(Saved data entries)
--------------------

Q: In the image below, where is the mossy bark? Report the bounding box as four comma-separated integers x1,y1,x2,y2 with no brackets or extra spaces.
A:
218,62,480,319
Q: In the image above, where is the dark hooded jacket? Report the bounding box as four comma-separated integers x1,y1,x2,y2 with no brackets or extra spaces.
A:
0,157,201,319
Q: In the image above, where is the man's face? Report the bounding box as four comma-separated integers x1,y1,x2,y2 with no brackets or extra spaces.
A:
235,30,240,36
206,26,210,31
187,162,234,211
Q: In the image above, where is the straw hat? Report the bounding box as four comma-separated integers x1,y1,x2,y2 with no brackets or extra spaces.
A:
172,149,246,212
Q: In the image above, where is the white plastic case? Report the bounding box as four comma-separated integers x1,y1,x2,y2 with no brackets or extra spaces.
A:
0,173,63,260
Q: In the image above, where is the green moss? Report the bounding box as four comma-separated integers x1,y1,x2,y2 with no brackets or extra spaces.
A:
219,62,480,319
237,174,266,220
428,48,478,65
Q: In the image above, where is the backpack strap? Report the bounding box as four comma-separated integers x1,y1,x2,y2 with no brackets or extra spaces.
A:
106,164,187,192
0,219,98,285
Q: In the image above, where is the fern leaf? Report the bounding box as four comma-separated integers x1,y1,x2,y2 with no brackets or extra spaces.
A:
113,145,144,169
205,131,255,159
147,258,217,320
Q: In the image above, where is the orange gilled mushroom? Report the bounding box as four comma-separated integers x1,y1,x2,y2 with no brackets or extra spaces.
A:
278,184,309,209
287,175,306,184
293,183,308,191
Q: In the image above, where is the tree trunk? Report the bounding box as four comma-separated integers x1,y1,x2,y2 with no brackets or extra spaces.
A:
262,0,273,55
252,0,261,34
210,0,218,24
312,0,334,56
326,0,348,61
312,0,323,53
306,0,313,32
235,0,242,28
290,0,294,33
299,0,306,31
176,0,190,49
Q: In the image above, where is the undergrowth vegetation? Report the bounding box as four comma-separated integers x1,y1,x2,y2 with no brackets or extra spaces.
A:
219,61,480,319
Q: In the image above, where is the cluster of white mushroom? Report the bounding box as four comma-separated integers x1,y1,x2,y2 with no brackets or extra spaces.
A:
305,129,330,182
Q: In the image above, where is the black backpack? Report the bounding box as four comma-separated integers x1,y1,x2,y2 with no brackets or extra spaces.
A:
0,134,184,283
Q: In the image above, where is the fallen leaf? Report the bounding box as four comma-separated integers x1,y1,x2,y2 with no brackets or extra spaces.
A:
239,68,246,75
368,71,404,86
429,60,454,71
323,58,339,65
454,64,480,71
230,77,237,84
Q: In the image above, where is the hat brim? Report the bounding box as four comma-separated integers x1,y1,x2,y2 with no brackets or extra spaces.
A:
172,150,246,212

--------------------

→ **WHAT IS EXPECTED**
Copy whichever lines above contain the string "mushroom".

→ **OUTPUT**
Q: In the image above, where is the orange gilled mushroom? Report the bounding box as four comma-separated integers x1,y1,x2,y2 with no brackets or extra spaces.
Q: In the image above, where is the cluster of white mushroom? Report the bounding box as four comma-separated integers x1,y1,x2,y2 with no brackets or extra spaces.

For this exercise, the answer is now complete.